> **Stated goal a**
Rewrite the entries from the line with "Place a point on every instance of the red" to the line with "(1048, 452)", replacing "Place a point on" with "Put a dot on" and leaving everything else unchanged. Leave the pictures out of your answer.

====== Document excerpt

1. past tense and past participle bid
a. To offer or propose (an amount) as a price.
b. To auction (a contract): The city will bid the project next summer.
c. To offer (someone) membership, as in a group or club: "glancing around to be sure that he had been bid by a society that he wanted" (Louis Auchincloss).
d. Games To state one's intention to take (tricks of a certain number or suit in cards): bid four hearts.
2. To utter (a greeting or salutation): I bid you farewell.
3. To issue a command to; direct: "Lee ... bid the captain sit beside him and report" (Stephen W. Sears).
4. To invite to attend; summon: The host bid the guests come to dinner.
v.intr. past tense and past participle bid
1. To make an offer to pay or accept a specified price: decided not to bid on the roll-top desk.
2. To seek to win or attain something; strive.
n.
1.
a. An offer to pay a certain amount of money for something: made a bid on the antique desk.
b. The amount offered or proposed: The highest bid at the auction was $5,000.

============
====== Dataset entries

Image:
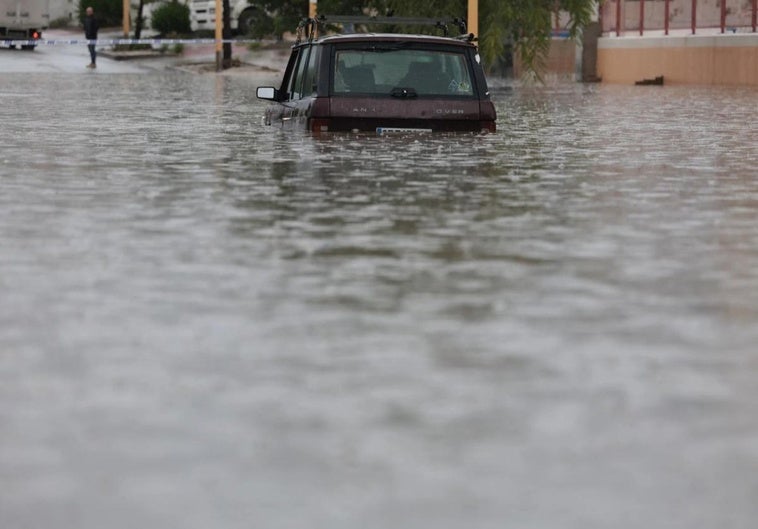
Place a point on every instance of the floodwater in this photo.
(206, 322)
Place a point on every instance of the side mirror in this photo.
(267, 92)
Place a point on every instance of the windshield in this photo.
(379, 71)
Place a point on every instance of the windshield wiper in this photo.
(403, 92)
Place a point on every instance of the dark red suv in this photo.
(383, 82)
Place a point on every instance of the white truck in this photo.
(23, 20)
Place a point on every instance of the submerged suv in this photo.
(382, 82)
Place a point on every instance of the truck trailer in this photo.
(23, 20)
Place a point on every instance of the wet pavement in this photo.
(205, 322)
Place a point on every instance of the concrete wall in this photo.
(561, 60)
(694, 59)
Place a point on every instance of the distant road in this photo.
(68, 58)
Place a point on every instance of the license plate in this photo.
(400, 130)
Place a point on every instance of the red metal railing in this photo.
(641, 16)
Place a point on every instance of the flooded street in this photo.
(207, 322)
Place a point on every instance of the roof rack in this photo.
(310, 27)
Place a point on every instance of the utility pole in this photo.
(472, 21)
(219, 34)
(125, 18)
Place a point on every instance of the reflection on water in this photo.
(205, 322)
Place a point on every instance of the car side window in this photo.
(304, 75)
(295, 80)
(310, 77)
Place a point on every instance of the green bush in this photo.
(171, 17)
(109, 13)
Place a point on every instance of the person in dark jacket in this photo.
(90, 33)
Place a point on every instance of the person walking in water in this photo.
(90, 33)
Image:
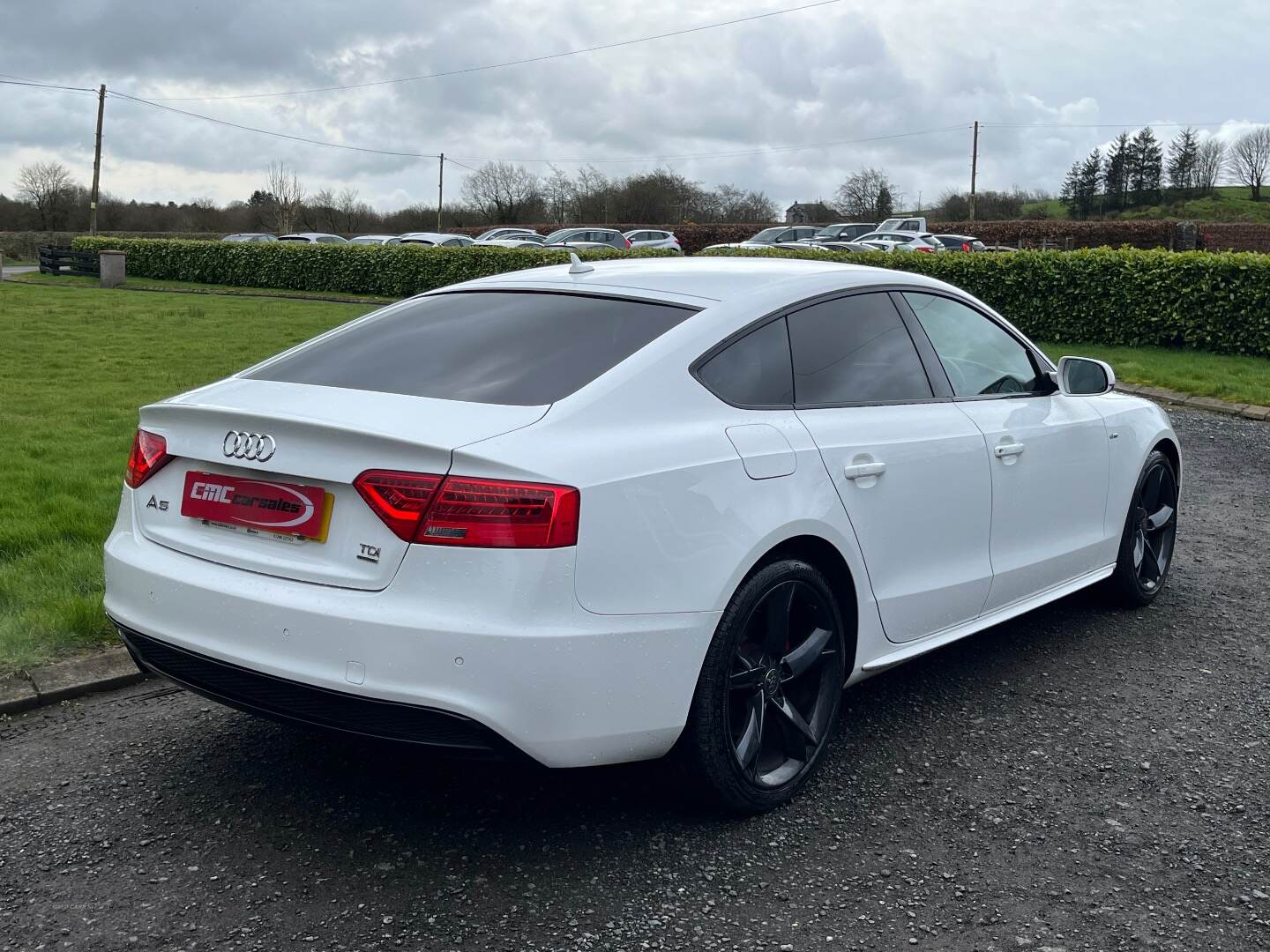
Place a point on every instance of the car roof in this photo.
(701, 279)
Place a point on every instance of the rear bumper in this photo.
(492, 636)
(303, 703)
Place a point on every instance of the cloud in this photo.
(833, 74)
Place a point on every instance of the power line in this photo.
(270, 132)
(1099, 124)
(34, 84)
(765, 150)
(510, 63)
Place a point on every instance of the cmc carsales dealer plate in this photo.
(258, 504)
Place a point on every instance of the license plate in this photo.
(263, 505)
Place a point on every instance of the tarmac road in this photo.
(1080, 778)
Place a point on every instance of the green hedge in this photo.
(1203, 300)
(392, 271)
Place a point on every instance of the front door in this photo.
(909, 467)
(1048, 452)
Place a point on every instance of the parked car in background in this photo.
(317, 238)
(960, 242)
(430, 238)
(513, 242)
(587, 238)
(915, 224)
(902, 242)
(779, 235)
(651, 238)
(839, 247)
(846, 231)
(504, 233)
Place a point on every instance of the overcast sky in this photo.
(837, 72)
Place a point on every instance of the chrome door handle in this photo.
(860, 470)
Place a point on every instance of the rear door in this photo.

============

> **Stated goal b**
Could you reproduce the dictionary entry for "bid" word for word?

> **Response a**
Put a dot on every instance of the red metal railing in this photo.
(641, 16)
Put a dot on every instance of the flooded street in this photo.
(207, 322)
Put a dot on every instance of the roof rack in this photo.
(310, 27)
Put a dot on every instance of the utility pole in this photo.
(472, 21)
(219, 34)
(125, 18)
Put a dot on every instance of the reflection on water in this photo.
(205, 322)
Put a dot on every instance of the car side window in this photo.
(304, 75)
(295, 80)
(310, 77)
Put a dot on every instance of the green bush in this photo.
(171, 17)
(109, 13)
Put a dot on every instance of the person in dark jacket in this photo.
(90, 33)
Put a dot on every instance of the person walking in water in this photo.
(90, 33)
Image:
Put a dot on every instance of the car roof in this photo.
(701, 279)
Put a dot on every instance of the rear bumper in this photo.
(492, 636)
(303, 703)
Put a dot on every instance of the cloud in this photo.
(833, 74)
Put a dot on every instance of the power line in this photo.
(270, 132)
(1099, 124)
(34, 84)
(765, 150)
(510, 63)
Put a dot on every instance of the cmc carsales dealer plate in this photo.
(258, 504)
Put a dot on every instance of the license plate in this photo.
(263, 505)
Put a dot on every instance of the tarmac road in this photo.
(1080, 778)
Put a dot on every instance of the green hedge in this photo.
(1203, 300)
(392, 271)
Put a dot on every instance of the front door in this photo.
(909, 467)
(1048, 452)

> **Response b**
1. past tense and past participle bid
a. To offer or propose (an amount) as a price.
b. To auction (a contract): The city will bid the project next summer.
c. To offer (someone) membership, as in a group or club: "glancing around to be sure that he had been bid by a society that he wanted" (Louis Auchincloss).
d. Games To state one's intention to take (tricks of a certain number or suit in cards): bid four hearts.
2. To utter (a greeting or salutation): I bid you farewell.
3. To issue a command to; direct: "Lee ... bid the captain sit beside him and report" (Stephen W. Sears).
4. To invite to attend; summon: The host bid the guests come to dinner.
v.intr. past tense and past participle bid
1. To make an offer to pay or accept a specified price: decided not to bid on the roll-top desk.
2. To seek to win or attain something; strive.
n.
1.
a. An offer to pay a certain amount of money for something: made a bid on the antique desk.
b. The amount offered or proposed: The highest bid at the auction was $5,000.